##### Testo proposto #####

Chiedimi chi era Costanzo
Per i più giovani era un signore in là con l’età che conduceva un programma a lui intitolato al quale inesplicabilmente partecipavano ospiti variamente illustri. E certo, anche il marito della popolare Maria De Filippi. Ma Maurizio Costanzo è stato un pezzo forte, un pilastro centrale della televisione italiana, e prima della radio, lungo cinquant’anni di storia nazionale. Uso la parola storia non a caso. Costanzo l’ha scandita a più riprese, attraverso l’innovazione professionale a tutto campo – Chiamate Roma 3131 in radio, prima interazione della radio pubblica con i cittadini; Bontà loro, primo salotto di talk televisivo; L’Occhio nelle edicole, primo tentativo di quotidiano popolare. Ma un ruolo così cruciale nell’intercettare le opinioni degli italiani, e nell’iinteragire tra loro e i leader di ogni settore, dalla politica allo spettacolo, non poteva che esporlo al rapporto con i poteri, e con i rischi. Arrivai tra i primi in via Fauro a Roma, dove Cosa Nostra aveva provato a farlo saltare in aria nel 1993, lui che con Michele Santoro aveva dato vita alla straordinaria Staffetta contro la mafia, storica trasmissione tra Canale 5 e Raitre, pochi mesi prima che i Corleonesi cancellassero le vite di Falcone e Borsellino. Quando parlai a Costanzo era più tranquillo di me, e ne compresi la forza interiore, che all’esterno era mascherata da quel suo fare finto cinico romanesco.
Lavorammo insieme a molte trasmissioni speciali, condotte in coppia con la sua generosità a condividere. E insieme ci cimentammo con il dissenso, da figure della sua azienda, alla decisione del nostro editore di entrare in politica. Berlusconi scese in campo e vinse (ed è ancora lì), noi però continuammo a lavorare. Costanzo divenne il punto di riferimento di tanti politici (quasi tutti avversi al Cavaliere di Arcore) perché “sapeva parlare al paese e ascoltarlo”. Era così, e ricordo una importante (e per me in seguito lacerante) serata-monstre sulla lotta al cancro che preparammo insieme. Era il tempo della sfida all’oncologia ufficiale da parte del professor Di Bella, un anziano medico modenese sperimentatore di una terapia alternativa a base di somatostatina. Il tema più forte e terribile insieme: ma sembrava che lui lo avesse sempre trattato. Sapeva appassionarsi ai problemi cruciali senza perdere di vista le dispute tra galletti del sipario televisivo, protagonisti della commedia umana sulla passerella del suo Maurizio Costanzo Show, che ha portato avanti fino all’ultimo.

##### Sezione dati #####

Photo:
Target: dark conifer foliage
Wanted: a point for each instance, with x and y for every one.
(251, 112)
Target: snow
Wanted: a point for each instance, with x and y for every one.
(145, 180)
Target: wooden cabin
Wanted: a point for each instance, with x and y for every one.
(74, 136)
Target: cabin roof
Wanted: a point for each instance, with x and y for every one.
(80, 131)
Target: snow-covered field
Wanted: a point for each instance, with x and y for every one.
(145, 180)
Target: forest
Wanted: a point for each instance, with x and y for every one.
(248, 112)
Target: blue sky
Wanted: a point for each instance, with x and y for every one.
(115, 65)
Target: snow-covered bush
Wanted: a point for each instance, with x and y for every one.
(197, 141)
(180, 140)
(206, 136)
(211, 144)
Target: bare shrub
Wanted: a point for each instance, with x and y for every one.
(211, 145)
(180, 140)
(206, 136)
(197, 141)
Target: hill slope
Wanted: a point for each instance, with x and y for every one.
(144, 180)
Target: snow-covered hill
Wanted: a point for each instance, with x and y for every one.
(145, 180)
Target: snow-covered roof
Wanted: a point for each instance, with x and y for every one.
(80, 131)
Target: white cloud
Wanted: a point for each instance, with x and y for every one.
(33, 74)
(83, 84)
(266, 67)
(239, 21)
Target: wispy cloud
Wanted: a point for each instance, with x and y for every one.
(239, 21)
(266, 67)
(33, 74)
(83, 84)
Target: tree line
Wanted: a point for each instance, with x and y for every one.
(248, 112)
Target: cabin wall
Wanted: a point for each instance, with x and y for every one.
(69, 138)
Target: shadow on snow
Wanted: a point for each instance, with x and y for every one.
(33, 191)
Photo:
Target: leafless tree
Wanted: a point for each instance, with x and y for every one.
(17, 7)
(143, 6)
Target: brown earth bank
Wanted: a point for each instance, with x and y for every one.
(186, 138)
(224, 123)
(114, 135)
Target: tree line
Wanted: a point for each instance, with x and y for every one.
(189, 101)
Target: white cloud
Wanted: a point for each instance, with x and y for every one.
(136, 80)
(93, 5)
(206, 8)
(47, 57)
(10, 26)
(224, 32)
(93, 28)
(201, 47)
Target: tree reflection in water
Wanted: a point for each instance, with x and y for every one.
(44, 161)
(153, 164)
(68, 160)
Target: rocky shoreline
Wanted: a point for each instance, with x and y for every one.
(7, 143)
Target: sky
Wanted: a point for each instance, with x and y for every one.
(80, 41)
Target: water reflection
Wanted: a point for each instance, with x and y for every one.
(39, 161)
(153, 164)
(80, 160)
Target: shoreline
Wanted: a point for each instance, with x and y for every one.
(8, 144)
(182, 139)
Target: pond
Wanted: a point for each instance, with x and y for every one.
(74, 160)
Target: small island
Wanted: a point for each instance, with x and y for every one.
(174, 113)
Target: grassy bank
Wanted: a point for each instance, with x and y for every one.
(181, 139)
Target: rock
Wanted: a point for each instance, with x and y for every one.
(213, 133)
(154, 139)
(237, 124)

#####

Compito da svolgere:
Rispondi a queste domande sul testo su Maurizio Costanzo:
(a) Quale programma radiofonico viene indicato come prima interazione della radio pubblica con i cittadini?
(b) In che anno Cosa Nostra provò a far saltare in aria Costanzo in via Fauro?
(c) Su quale sostanza si basava la terapia alternativa del professor Di Bella?
L'elenco non serve a nulla in questo esercizio.

Risultato del compito:
(a) Chiamate Roma 3131.
(b) Nel 1993.
(c) Sulla somatostatina.